# Task requirements:
Gather each line in the entries that includes the string "every".
The input: Begin
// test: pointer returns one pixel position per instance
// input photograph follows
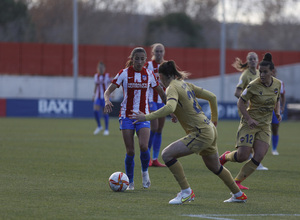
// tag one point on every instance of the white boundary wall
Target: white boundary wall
(12, 86)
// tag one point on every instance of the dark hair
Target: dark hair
(239, 65)
(133, 52)
(169, 69)
(267, 61)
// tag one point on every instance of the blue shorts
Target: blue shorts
(274, 119)
(100, 102)
(127, 123)
(155, 106)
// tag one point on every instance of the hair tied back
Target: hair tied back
(267, 57)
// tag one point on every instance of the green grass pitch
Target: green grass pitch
(57, 169)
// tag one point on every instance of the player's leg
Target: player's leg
(170, 154)
(96, 109)
(127, 129)
(143, 133)
(153, 128)
(157, 142)
(275, 138)
(213, 164)
(106, 117)
(260, 150)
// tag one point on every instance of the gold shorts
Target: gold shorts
(202, 142)
(247, 136)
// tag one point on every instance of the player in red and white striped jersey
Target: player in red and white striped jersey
(155, 102)
(102, 81)
(136, 81)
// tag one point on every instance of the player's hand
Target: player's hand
(278, 116)
(252, 123)
(174, 118)
(108, 107)
(139, 117)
The input: End
# Solution for this task:
// tag one point on every instance of the white boundary wall
// tag one point on every instance of the dark hair
// tag one point on every instance of the blue shorts
// tag one point on every instance of the hair tied back
// tag one point on every instance of the green grass pitch
// tag one point on every instance of the player's leg
// tag one point on every instance of the gold shorts
// tag one point on every instance of the player in red and white striped jersey
// tag one point on every instance of the player's hand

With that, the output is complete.